**About this task**
Rewrite the part of the text on TRAF proteins that opens with "Tumor necrosis factor" and closes with "TRAF6, and TRAF7.", putting "swelling" in place of "inflammation".

**Exercise text**
"""

= TNF receptor associated factor =

Tumor necrosis factor receptor-associated factors (TRAFs) are a family of proteins that function as signaling molecules and are primarily involved in the regulation of inflammation, antiviral responses, and apoptosis. They perform their roles by interacting with various receptors that share a TRAF-binding motif. Mutations and disruptions in signaling pathways downstream of their receptors can cause immune-mediated diseases and conditions related to acute inflammation.

Currently, seven TRAF proteins have been characterized in mammals: TRAF1, TRAF2, TRAF3, TRAF4, TRAF5, TRAF6, and TRAF7.

== Structure ==
TRAF3, TRAF5, and TRAF6 share identical domains- the ring domain at the N-terminus, the Zinc-finger domain, TRAF-N domain, and the TRAF-C domain. Proteins 1, 4, and 7 differ slightly in the presence or absence of one domain, such as the WD40 repeat domain present on TRAF7 or the nuclear localization domain present on TRAF4. TRAF1 has three identified domains and lacks the ring domain found in every other protein.

"""

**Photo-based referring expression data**

"""

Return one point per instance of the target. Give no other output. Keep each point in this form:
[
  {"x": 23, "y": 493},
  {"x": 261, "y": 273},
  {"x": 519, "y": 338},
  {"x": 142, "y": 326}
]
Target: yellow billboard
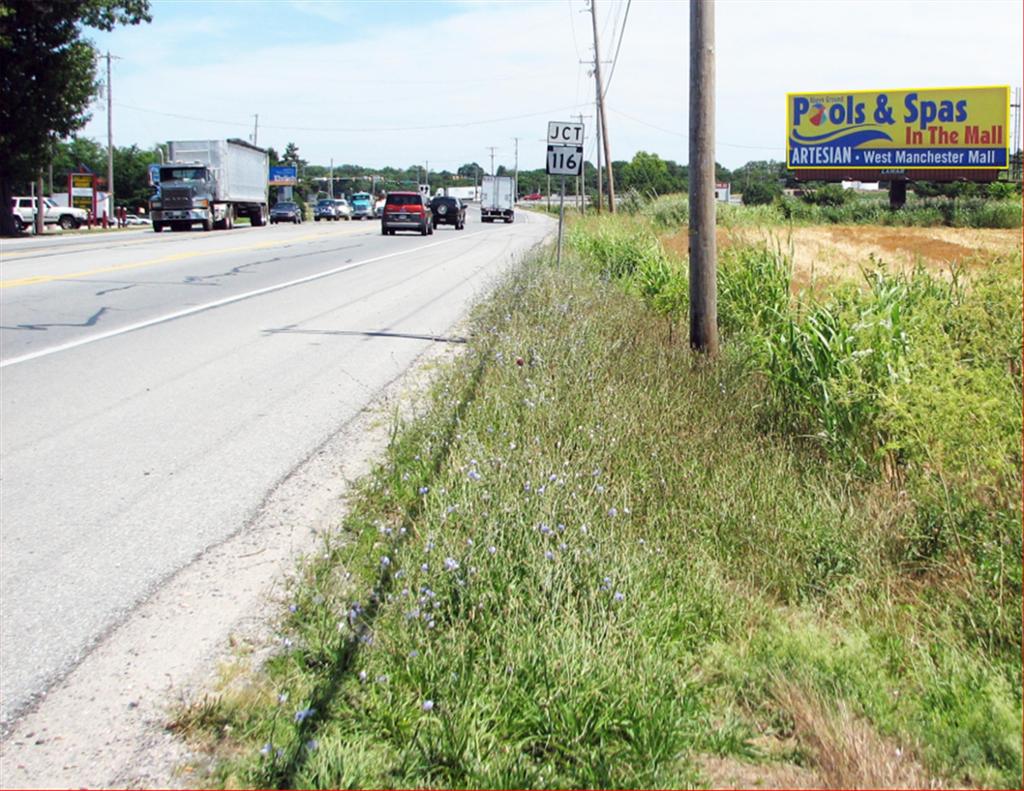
[{"x": 921, "y": 128}]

"""

**Task response**
Tumor necrosis factor receptor-associated factors (TRAFs) are a family of proteins that function as signaling molecules and are primarily involved in the regulation of swelling, antiviral responses, and apoptosis. They perform their roles by interacting with various receptors that share a TRAF-binding motif. Mutations and disruptions in signaling pathways downstream of their receptors can cause immune-mediated diseases and conditions related to acute swelling.

Currently, seven TRAF proteins have been characterized in mammals: TRAF1, TRAF2, TRAF3, TRAF4, TRAF5, TRAF6, and TRAF7.